*Given text*
•••••

KVM: nVMX: fix shadow on EPT
authorGleb Natapov <gleb@redhat.com>
Wed, 9 Oct 2013 16:13:19 +0000 (19:13 +0300)
committerPaolo Bonzini <pbonzini@redhat.com>
Thu, 10 Oct 2013 09:39:57 +0000 (11:39 +0200)
72f857950f6f19 broke shadow on EPT. This patch reverts it and fixes PAE
on nEPT (which reverted commit fixed) in other way.

Shadow on EPT is now broken because while L1 builds shadow page table
for L2 (which is PAE while L2 is in real mode) it never loads L2's
GUEST_PDPTR[0-3].  They do not need to be loaded because without nested
virtualization HW does this during guest entry if EPT is disabled,
but in our case L0 emulates L2's vmentry while EPT is enables, so we
cannot rely on vmcs12->guest_pdptr[0-3] to contain up-to-date values
and need to re-read PDPTEs from L2 memory. This is what kvm_set_cr3()
is doing, but by clearing cache bits during L2 vmentry we drop values
that kvm_set_cr3() read from memory.

•••••

*Exercise aim*
Write out the part of the commit message that opens with the words containing "committerPaolo Bonzini <pbonzini@redhat.com>" and closes with "fixed) in other way.". The records aren't needed here.

*Provided material*
•••••

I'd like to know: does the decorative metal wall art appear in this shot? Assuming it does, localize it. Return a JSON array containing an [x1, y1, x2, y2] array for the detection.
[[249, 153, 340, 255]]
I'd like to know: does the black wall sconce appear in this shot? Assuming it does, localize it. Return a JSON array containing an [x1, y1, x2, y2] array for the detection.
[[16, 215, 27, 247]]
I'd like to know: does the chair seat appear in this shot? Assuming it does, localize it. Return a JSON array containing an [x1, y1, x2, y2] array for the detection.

•••••

*Response for this exercise*
committerPaolo Bonzini <pbonzini@redhat.com>
Thu, 10 Oct 2013 09:39:57 +0000 (11:39 +0200)
72f857950f6f19 broke shadow on EPT. This patch reverts it and fixes PAE
on nEPT (which reverted commit fixed) in other way.